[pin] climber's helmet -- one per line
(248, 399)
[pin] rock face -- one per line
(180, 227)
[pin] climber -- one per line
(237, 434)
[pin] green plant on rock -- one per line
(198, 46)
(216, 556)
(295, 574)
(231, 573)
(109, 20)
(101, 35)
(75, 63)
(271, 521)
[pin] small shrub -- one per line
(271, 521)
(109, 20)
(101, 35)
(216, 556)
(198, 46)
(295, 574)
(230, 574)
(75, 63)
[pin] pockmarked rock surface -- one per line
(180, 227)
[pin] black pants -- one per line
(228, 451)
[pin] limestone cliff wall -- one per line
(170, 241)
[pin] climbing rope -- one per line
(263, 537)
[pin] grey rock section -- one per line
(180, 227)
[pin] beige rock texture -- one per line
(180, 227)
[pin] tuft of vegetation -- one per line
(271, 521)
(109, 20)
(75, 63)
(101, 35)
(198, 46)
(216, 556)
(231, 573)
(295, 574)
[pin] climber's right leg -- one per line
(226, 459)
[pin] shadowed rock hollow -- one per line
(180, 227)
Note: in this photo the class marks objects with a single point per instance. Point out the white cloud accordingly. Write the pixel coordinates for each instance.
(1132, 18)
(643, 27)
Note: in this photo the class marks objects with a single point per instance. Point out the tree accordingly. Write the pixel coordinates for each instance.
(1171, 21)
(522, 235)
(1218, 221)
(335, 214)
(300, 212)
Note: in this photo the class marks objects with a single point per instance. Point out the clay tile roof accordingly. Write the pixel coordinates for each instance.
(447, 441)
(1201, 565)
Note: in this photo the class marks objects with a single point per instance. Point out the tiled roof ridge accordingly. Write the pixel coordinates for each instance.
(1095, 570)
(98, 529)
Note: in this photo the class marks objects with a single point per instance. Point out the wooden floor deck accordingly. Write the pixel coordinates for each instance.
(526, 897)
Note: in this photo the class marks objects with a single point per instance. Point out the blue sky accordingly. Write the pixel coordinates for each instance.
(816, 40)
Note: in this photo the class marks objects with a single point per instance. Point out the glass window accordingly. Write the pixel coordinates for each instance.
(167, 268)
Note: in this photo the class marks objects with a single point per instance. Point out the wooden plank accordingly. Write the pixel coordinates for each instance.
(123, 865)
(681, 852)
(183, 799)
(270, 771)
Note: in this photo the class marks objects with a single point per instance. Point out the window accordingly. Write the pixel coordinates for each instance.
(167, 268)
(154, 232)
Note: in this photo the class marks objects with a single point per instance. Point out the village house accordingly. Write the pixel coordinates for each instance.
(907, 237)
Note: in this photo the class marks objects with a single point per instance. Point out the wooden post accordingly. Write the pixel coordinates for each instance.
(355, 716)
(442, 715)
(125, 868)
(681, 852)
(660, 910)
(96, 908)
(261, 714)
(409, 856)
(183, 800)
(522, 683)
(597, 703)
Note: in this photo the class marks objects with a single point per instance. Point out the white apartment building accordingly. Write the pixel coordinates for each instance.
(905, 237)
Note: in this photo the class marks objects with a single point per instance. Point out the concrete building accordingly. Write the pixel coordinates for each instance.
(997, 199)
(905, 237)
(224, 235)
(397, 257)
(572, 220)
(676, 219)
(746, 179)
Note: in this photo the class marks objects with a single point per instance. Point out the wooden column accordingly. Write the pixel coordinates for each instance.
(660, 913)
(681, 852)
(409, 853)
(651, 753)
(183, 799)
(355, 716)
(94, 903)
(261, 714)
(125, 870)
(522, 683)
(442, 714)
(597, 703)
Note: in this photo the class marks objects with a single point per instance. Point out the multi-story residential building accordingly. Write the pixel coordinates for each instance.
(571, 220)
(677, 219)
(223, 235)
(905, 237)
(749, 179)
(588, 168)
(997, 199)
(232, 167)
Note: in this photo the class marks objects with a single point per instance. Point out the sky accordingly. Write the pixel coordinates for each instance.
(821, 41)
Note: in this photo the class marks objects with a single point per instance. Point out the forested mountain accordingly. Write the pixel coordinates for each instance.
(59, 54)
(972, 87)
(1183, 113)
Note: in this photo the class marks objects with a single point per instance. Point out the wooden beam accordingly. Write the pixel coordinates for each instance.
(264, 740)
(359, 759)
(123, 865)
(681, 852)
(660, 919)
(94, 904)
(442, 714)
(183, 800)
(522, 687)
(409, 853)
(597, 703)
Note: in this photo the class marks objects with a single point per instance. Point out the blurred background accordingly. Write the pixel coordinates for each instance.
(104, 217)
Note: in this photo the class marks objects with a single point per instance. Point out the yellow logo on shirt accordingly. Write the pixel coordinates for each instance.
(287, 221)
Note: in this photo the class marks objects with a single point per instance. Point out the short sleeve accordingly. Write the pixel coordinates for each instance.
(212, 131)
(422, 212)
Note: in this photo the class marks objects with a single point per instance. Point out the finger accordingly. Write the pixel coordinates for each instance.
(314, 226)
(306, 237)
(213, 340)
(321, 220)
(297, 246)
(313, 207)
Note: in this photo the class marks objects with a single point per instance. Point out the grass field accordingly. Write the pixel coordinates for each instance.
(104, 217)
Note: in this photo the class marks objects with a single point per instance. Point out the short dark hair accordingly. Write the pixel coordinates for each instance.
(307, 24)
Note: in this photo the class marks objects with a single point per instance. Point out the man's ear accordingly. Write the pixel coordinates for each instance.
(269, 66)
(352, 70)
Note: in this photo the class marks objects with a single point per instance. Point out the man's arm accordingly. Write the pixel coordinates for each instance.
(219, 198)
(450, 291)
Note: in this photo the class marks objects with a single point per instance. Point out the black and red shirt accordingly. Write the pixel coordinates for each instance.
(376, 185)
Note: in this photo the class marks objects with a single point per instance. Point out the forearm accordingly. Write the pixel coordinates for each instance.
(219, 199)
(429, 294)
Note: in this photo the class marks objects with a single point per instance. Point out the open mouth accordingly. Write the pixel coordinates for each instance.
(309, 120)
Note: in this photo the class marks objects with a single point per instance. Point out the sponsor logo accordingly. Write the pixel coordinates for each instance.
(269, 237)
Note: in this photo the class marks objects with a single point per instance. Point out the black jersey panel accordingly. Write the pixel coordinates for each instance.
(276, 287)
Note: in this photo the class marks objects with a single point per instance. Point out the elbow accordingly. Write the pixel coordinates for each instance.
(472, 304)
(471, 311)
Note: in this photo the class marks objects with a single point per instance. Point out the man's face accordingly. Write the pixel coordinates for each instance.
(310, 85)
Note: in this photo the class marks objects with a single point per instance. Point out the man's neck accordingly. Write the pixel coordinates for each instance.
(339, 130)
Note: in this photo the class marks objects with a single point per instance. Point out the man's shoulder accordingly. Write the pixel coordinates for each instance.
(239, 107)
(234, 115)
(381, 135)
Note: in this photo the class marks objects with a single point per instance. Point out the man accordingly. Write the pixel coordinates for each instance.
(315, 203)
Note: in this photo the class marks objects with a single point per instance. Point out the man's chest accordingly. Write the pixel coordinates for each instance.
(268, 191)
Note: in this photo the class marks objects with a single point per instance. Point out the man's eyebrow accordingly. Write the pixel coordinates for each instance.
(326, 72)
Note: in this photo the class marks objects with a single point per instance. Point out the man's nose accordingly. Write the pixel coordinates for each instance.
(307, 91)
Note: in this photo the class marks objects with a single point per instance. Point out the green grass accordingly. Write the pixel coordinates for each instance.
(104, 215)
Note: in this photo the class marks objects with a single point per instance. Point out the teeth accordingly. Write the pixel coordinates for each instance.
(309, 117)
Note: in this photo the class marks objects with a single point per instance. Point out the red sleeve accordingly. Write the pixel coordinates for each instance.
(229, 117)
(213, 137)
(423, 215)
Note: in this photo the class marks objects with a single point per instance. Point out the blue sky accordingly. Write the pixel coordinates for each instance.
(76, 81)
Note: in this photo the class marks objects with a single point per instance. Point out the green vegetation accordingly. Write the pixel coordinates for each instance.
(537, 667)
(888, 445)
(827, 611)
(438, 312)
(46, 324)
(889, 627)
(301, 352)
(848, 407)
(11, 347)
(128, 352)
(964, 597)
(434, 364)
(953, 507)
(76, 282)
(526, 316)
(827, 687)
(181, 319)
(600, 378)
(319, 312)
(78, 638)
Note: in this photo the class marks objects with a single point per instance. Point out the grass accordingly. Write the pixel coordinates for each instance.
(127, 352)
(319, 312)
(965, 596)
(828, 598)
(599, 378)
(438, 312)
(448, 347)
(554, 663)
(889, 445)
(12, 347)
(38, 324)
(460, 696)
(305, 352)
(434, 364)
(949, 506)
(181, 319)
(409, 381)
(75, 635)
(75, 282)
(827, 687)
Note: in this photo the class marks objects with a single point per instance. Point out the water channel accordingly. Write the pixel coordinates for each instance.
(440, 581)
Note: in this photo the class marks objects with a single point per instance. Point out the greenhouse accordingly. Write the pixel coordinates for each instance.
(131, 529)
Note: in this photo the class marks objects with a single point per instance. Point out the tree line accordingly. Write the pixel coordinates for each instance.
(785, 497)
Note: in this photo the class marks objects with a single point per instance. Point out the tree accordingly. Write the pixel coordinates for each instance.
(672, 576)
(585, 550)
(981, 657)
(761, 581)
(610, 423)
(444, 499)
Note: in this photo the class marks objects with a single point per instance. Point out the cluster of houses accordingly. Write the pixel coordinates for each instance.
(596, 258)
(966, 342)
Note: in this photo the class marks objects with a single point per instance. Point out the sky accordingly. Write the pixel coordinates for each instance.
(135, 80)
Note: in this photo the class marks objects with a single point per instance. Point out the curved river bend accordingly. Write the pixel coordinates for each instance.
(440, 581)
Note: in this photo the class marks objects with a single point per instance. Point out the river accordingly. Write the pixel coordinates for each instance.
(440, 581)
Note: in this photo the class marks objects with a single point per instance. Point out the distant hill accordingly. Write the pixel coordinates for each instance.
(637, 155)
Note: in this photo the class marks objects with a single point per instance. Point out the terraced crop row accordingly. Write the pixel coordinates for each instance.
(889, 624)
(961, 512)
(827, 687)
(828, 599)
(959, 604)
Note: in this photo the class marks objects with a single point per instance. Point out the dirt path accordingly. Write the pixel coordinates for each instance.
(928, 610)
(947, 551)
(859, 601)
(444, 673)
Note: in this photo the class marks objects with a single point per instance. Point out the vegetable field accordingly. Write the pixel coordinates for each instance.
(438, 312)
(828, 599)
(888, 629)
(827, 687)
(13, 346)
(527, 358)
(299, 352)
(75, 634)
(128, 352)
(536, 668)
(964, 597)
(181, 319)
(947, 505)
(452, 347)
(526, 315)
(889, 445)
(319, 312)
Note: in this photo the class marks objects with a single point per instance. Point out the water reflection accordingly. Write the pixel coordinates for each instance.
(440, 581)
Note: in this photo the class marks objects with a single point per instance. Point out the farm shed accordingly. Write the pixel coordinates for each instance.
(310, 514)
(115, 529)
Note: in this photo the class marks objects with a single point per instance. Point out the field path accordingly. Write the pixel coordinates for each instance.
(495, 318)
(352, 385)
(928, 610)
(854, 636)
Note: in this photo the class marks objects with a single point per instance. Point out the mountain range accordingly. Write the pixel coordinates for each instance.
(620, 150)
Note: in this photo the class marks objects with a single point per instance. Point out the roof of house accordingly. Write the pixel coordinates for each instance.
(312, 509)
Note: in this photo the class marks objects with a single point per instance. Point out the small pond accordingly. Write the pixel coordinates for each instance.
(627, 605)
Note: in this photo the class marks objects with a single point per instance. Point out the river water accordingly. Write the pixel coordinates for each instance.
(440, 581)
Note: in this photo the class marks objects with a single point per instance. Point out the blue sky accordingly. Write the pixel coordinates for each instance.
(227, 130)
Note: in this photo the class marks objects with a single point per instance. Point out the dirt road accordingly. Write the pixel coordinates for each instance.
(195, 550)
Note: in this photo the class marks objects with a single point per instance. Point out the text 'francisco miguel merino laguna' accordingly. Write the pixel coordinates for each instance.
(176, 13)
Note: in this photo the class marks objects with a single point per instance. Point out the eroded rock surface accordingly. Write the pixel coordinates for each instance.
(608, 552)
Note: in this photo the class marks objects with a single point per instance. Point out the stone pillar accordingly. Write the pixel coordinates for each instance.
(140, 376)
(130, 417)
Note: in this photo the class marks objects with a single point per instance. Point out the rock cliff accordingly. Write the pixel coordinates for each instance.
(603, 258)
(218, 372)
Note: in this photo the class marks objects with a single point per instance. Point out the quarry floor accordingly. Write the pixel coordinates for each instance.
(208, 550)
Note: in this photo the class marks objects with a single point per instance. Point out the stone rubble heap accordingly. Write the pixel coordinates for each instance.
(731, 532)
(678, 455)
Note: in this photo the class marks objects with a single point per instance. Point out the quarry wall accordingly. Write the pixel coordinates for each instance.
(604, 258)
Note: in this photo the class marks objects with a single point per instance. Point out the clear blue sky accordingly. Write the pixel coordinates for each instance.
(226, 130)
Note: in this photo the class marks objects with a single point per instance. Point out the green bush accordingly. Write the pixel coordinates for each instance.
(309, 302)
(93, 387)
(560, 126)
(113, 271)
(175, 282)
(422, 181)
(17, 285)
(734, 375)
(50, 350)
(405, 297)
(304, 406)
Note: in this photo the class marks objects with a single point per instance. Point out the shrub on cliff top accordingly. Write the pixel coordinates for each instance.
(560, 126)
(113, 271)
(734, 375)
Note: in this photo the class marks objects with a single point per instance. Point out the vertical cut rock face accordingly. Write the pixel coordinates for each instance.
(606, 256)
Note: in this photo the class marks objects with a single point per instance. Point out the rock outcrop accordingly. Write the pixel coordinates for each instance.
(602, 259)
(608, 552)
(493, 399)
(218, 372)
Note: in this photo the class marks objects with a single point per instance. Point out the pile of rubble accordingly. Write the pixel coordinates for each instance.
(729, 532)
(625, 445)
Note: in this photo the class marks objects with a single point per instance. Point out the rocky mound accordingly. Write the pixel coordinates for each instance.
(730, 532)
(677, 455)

■ **What the task requires**
Write out the line containing "out the vertical" and every line after it through the end of the entries. Keep each one exactly as it is, and add nothing.

■ **Task solution**
Note: in this photo the class marks objects with a single point per instance. Point out the vertical cut rock face accordingly. Write the pixel coordinates for each instance.
(606, 256)
Note: in this photo the class marks objects with a single point per instance. Point out the rock outcrop accordingly. Write the pixel coordinates for each instance.
(602, 259)
(608, 552)
(493, 399)
(218, 372)
Note: in this photo the class marks objects with a single point per instance. Point out the pile of rubble accordingly. Write the pixel coordinates for each instance.
(729, 532)
(625, 445)
Note: in this photo the class marks objects with a single point per instance. Point out the rocky mound accordingly. Write the pixel coordinates for each instance.
(730, 532)
(677, 455)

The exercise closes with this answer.